** begin The data **

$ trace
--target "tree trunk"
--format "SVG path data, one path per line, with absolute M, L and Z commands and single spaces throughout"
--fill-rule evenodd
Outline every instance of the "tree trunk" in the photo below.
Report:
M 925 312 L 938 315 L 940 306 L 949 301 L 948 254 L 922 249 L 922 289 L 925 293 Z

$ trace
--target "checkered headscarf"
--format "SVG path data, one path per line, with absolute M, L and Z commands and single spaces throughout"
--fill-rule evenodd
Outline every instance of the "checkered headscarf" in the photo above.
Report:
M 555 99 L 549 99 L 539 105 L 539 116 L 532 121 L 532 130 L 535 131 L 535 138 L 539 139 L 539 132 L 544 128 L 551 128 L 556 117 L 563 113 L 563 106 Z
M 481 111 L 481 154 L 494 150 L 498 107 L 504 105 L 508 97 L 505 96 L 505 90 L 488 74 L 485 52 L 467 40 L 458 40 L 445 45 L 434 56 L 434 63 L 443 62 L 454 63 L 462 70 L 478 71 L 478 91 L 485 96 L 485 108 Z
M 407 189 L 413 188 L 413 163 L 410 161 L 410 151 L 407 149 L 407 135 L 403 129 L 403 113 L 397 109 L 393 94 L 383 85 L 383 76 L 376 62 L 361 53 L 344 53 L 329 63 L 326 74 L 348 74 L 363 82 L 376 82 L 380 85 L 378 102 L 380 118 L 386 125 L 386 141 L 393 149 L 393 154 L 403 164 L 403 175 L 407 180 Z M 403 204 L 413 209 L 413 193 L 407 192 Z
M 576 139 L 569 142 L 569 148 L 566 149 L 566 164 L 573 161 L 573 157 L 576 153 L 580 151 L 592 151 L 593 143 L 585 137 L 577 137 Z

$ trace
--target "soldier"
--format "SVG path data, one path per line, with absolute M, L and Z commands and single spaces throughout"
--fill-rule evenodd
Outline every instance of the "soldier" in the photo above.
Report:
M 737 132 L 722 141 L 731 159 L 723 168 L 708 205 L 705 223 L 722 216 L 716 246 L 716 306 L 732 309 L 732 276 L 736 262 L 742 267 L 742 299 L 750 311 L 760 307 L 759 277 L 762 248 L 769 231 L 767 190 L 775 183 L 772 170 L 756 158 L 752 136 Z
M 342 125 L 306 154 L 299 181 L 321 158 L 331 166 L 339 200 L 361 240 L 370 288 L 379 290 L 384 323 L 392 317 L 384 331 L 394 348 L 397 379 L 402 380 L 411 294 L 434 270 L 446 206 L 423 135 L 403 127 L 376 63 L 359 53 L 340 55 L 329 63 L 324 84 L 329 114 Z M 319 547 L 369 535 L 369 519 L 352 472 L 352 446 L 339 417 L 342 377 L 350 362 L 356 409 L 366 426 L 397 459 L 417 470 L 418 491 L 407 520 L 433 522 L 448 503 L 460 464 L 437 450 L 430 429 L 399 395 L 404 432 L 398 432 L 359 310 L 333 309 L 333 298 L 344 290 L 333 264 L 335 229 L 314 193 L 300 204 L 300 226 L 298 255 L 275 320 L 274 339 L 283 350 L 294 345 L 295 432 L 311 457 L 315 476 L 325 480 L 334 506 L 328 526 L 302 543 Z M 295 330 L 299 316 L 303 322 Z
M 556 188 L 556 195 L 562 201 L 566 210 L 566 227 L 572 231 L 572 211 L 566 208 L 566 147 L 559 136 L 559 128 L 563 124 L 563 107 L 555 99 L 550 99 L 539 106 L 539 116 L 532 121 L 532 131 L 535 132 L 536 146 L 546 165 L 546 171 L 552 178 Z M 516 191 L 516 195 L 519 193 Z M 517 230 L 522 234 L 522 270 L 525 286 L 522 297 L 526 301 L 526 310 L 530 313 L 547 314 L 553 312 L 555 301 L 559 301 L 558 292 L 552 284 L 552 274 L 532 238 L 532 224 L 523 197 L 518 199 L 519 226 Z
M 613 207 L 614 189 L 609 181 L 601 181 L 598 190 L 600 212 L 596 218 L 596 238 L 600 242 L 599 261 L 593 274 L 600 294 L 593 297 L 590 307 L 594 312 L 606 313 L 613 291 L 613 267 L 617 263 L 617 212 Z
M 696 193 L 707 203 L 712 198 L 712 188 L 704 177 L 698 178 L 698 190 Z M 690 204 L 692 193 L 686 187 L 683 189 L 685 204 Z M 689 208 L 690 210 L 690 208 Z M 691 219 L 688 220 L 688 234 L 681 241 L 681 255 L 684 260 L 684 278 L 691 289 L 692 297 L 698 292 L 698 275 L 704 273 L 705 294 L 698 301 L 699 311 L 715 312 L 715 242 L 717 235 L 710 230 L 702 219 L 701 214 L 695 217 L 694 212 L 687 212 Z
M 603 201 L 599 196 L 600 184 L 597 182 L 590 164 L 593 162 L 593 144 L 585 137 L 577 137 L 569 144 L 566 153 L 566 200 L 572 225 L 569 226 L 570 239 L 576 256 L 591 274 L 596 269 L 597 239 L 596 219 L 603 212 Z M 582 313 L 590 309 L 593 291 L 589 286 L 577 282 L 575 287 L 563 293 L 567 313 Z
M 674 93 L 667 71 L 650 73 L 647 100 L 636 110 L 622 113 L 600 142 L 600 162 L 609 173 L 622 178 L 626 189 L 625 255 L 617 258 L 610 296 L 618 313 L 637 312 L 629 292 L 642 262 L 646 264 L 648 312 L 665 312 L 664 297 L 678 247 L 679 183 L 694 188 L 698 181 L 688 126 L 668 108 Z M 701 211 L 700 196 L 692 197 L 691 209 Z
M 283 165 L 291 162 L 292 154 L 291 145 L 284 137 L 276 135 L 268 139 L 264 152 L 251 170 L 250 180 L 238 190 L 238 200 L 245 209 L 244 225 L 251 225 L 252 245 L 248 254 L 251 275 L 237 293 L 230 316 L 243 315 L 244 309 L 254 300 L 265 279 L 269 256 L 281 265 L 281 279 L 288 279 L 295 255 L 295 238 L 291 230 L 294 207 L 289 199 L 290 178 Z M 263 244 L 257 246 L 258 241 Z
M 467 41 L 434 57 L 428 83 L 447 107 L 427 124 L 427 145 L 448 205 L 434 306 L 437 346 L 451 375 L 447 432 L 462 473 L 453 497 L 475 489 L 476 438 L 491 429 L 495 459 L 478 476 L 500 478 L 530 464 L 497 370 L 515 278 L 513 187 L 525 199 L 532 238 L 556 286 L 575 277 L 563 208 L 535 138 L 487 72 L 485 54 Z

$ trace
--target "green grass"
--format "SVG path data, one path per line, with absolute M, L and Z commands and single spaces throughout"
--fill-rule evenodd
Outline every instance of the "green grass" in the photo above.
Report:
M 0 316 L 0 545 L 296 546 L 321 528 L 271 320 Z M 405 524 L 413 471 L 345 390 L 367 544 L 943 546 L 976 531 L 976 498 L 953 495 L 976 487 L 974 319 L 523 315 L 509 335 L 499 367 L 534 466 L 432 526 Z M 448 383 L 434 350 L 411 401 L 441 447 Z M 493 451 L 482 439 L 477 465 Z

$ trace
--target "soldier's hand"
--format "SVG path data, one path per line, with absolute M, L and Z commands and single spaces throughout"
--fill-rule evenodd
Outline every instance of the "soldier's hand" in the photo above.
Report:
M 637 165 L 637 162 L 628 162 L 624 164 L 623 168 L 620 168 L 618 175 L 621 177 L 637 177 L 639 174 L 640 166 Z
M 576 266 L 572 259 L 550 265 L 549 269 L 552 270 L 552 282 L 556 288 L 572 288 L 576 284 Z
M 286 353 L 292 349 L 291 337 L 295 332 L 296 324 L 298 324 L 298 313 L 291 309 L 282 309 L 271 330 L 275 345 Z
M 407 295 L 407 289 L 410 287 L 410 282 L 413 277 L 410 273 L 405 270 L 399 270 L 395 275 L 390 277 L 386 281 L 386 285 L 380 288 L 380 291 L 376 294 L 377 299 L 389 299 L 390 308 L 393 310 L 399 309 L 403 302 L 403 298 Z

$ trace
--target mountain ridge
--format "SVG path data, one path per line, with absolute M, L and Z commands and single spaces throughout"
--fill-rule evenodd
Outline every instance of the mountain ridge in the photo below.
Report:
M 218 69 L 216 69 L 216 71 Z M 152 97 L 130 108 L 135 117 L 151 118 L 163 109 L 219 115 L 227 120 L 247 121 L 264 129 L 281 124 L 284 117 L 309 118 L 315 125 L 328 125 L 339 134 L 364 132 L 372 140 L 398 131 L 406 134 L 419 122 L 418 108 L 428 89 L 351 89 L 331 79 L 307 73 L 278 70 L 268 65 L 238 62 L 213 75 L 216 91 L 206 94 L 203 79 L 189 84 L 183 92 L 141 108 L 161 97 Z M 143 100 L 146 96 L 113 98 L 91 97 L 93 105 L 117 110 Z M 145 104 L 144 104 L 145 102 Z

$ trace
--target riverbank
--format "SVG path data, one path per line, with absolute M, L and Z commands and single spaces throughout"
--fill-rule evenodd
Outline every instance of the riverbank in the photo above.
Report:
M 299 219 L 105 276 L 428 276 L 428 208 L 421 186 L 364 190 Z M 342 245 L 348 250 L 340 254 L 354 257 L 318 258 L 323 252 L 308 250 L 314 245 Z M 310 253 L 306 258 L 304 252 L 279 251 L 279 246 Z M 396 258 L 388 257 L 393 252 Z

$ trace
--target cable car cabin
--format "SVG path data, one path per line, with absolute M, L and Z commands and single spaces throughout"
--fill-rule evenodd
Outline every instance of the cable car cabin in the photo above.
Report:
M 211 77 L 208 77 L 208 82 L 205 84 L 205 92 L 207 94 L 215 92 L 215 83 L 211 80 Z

** end The data **

Please count the lines in the records above that contain the string "cable", with case mattering, and give only the number.

2